Task data below:

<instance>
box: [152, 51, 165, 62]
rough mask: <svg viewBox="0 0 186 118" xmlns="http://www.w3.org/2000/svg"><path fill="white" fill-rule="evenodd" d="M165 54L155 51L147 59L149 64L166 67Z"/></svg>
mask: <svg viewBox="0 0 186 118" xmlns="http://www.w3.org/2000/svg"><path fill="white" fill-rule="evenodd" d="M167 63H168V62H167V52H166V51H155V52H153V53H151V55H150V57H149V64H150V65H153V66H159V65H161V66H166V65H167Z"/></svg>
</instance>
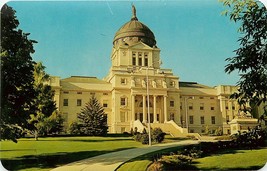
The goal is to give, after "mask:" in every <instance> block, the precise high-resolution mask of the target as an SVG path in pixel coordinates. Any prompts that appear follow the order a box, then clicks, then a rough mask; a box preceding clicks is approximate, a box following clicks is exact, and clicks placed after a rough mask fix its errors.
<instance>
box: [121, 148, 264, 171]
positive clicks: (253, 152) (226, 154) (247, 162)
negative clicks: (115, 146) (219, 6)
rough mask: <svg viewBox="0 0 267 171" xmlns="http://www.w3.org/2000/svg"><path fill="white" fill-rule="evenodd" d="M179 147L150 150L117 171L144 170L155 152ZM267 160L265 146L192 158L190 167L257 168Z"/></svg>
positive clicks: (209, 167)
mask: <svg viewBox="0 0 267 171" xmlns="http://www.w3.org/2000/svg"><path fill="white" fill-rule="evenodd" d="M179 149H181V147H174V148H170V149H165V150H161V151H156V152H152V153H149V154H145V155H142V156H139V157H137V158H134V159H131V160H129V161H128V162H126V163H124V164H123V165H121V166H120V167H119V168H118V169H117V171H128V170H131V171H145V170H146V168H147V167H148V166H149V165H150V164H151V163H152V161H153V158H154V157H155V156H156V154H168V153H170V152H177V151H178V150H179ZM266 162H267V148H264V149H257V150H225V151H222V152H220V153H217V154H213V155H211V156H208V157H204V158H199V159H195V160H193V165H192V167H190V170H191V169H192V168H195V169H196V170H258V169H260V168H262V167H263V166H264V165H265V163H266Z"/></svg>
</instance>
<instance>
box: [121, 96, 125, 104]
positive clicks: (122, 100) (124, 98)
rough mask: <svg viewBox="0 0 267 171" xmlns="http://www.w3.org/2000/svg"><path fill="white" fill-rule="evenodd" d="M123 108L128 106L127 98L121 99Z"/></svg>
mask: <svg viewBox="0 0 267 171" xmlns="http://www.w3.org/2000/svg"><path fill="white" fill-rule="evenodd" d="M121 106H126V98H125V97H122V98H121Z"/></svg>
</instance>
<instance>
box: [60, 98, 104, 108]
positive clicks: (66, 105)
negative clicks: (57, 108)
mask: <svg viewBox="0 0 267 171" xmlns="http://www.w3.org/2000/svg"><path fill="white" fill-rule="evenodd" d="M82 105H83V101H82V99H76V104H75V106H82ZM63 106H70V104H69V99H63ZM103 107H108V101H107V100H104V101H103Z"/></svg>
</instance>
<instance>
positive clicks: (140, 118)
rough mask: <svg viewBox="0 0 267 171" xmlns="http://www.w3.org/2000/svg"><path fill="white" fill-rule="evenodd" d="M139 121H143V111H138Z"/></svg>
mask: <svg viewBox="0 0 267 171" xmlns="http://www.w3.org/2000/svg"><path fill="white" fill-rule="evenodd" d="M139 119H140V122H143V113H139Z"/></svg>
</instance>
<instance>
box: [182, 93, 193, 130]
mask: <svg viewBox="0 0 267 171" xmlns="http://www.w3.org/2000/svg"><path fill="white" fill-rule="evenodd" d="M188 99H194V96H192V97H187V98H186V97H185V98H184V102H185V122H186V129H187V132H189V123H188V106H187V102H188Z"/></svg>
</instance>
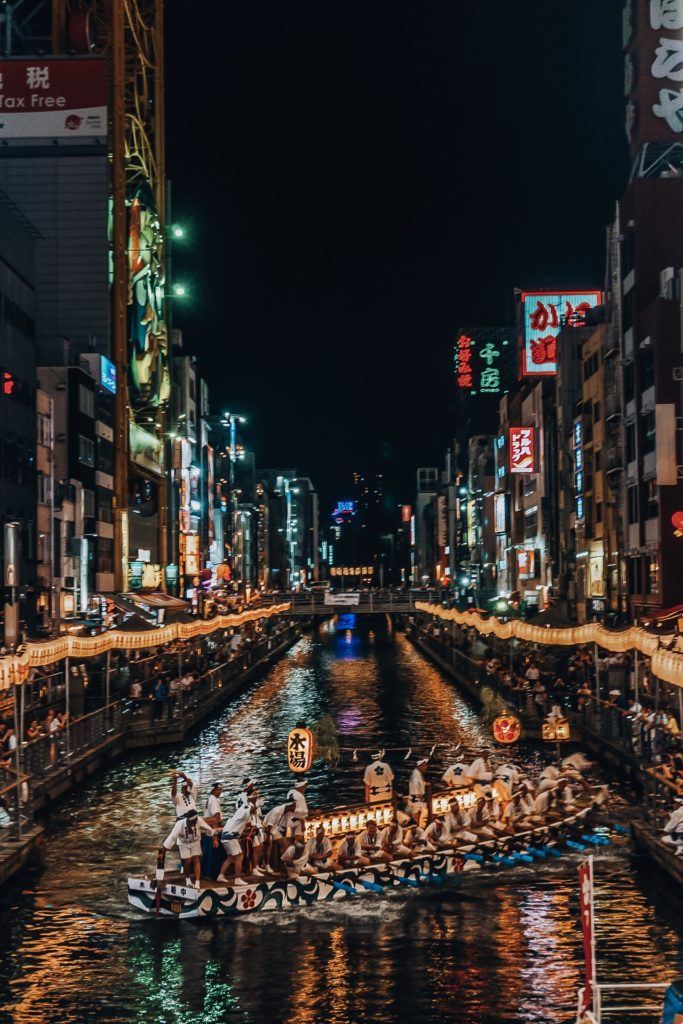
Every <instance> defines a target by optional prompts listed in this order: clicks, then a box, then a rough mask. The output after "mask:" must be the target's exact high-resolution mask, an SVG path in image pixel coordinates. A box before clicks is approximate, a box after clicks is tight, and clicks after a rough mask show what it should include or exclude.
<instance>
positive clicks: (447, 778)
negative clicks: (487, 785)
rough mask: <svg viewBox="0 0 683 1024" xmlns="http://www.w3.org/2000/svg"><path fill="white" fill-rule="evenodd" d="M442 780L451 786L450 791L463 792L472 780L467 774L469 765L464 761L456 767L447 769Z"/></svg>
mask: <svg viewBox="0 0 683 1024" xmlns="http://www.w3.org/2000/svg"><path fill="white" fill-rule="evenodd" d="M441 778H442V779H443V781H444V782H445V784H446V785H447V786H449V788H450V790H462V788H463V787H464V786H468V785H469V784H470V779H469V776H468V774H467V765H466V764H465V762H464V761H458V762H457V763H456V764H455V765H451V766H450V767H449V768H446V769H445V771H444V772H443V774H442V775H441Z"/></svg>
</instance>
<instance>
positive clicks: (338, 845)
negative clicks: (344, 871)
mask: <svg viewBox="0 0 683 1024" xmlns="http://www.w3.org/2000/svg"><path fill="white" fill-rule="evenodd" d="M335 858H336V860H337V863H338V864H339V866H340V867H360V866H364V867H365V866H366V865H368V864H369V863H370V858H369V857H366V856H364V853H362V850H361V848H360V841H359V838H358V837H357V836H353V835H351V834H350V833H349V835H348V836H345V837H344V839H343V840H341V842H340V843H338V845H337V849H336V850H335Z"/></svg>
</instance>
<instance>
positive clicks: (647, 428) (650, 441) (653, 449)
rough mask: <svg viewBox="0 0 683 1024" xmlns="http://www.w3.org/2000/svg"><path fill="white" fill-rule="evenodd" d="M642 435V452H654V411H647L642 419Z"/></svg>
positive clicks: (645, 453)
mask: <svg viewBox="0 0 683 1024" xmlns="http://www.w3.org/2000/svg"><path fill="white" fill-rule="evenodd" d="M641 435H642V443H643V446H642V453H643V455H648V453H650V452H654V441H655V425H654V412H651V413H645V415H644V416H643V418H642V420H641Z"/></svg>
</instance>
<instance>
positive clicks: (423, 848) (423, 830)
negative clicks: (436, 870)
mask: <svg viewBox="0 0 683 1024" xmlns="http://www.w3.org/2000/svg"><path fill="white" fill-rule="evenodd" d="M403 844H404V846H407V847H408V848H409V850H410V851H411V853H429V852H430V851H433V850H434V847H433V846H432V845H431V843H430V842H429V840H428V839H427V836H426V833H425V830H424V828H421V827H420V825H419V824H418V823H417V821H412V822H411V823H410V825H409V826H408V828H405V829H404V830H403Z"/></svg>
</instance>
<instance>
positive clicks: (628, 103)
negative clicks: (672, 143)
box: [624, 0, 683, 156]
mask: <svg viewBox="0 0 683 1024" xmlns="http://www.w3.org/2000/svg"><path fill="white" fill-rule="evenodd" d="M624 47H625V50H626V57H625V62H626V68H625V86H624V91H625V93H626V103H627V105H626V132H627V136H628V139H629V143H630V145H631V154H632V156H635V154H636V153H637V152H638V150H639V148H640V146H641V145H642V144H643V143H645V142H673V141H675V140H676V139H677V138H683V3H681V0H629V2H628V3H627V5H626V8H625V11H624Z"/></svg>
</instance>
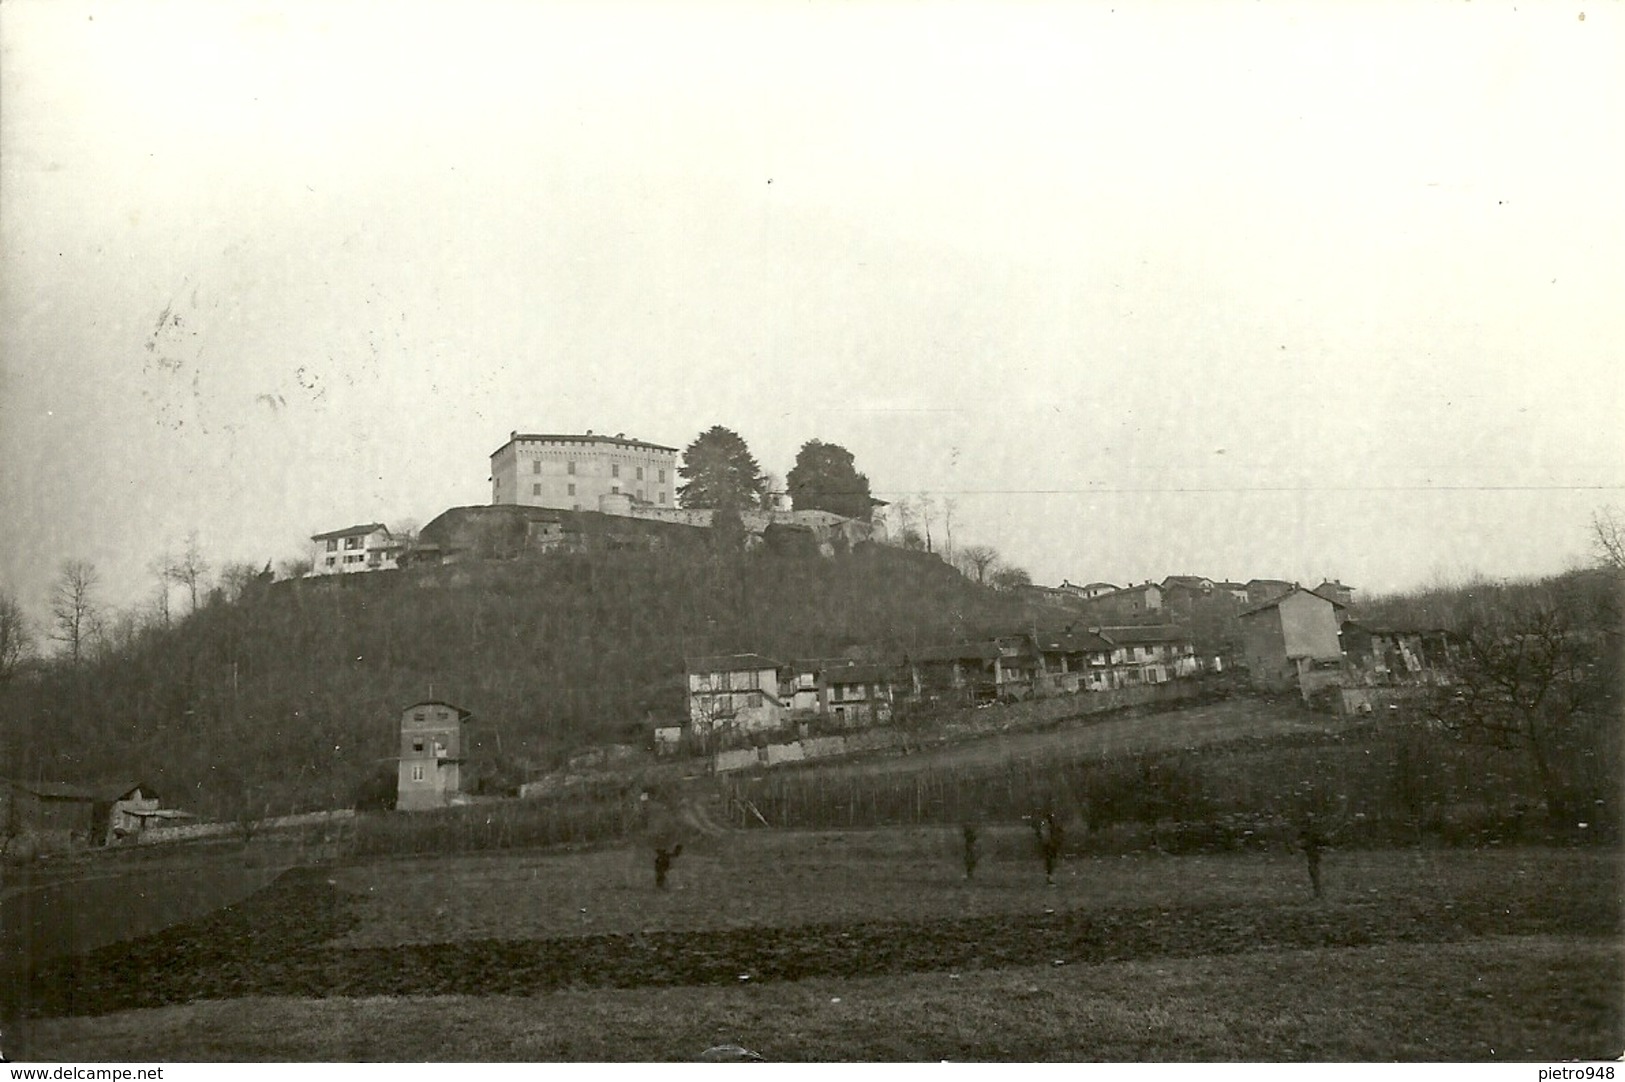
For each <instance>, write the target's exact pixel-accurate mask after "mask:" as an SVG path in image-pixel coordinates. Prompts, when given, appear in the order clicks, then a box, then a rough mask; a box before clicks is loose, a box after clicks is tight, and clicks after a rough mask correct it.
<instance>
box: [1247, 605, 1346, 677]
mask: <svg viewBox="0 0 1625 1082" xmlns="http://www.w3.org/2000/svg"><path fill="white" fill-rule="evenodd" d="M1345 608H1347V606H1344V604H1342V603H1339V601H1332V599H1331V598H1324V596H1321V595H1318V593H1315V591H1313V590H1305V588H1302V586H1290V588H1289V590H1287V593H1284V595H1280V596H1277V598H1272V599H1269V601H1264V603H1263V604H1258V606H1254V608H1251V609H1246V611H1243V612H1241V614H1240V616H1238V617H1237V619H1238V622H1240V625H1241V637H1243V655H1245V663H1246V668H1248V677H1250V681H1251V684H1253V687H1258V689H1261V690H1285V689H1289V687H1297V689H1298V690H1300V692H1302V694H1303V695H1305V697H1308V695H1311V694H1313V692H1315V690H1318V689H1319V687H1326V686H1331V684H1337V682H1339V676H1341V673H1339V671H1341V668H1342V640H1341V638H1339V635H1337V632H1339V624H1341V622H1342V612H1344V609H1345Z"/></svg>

End of Task data.

Instruction » Pull out each line of the stored data above that contains the word "before".

Solved problem »
Every <instance> defines a target by optional prompts listed in this order: clicks, then a box, then a rough mask. The output after "mask:" must be the target's exact high-resolution mask, an SVG path in image pixel coordinates. A box before clicks is approximate, a box after clicks is tight, and clicks after a rough mask show what it should include or exclude.
For each <instance>, write the target's exact pixel-accurate mask after "mask:" as an SVG path in image-pixel coordinates. Prompts, when given, appear in the order clicks, then a box, then a rough mask; a box before clicks is loose, a box after clicks is tight, and clicks after a rough mask correct it.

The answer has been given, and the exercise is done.